**DESCRIPTION OF THE TASK**
Arrange each line of the records below as a numbered list, skipping any blank lines and leaving the pictures out.

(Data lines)

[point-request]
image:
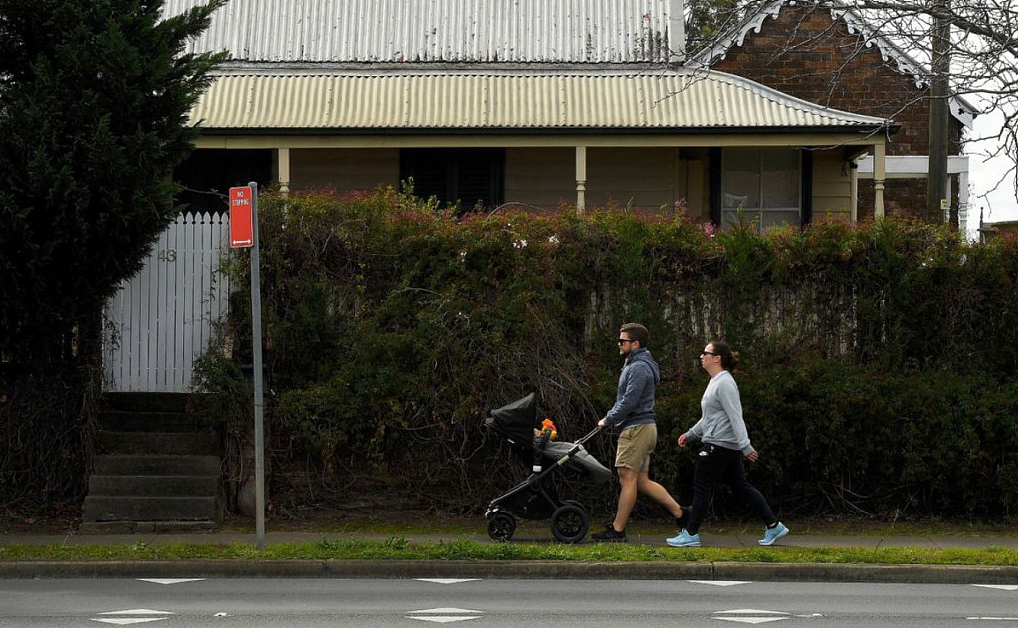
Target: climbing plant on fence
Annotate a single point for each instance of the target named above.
(878, 359)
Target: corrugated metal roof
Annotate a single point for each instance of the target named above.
(437, 31)
(489, 101)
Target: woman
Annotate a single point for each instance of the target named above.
(724, 442)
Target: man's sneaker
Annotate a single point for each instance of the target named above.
(680, 522)
(684, 539)
(611, 535)
(772, 534)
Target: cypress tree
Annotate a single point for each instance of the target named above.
(94, 104)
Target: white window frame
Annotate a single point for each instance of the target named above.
(733, 196)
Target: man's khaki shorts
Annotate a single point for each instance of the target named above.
(635, 446)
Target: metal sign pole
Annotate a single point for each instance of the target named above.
(259, 405)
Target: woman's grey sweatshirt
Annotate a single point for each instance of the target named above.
(722, 422)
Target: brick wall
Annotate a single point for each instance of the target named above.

**CORRECT ANSWER**
1. [point-request]
2. image:
3. Target: climbing plant on fence
4. Annotate a single point for each instance of the target named above.
5. (878, 359)
6. Target: corrugated metal roof
7. Annotate a single point for each instance of the target named above.
8. (437, 31)
9. (489, 101)
10. Target: woman
11. Annotate a single point for each instance of the target named above.
12. (724, 442)
13. Target: man's sneaker
14. Annotate a single point for each instance of the target named above.
15. (680, 522)
16. (684, 539)
17. (611, 535)
18. (772, 534)
19. Target: cypress tree
20. Annotate a single point for each instance of the target named above.
21. (94, 104)
22. Target: white window frame
23. Annotate a single point for each instance of the target named above.
24. (733, 196)
25. Target: man's khaki shorts
26. Annotate a single point for each instance of the target named above.
27. (635, 446)
28. Target: metal sign pole
29. Annotate a single point for each instance of the target named above.
30. (259, 405)
31. Target: woman's grey sweatshirt
32. Annotate a single point for each instance of the target named above.
33. (722, 422)
34. Target: brick wall
35. Annotate a single point for each instance of the target named above.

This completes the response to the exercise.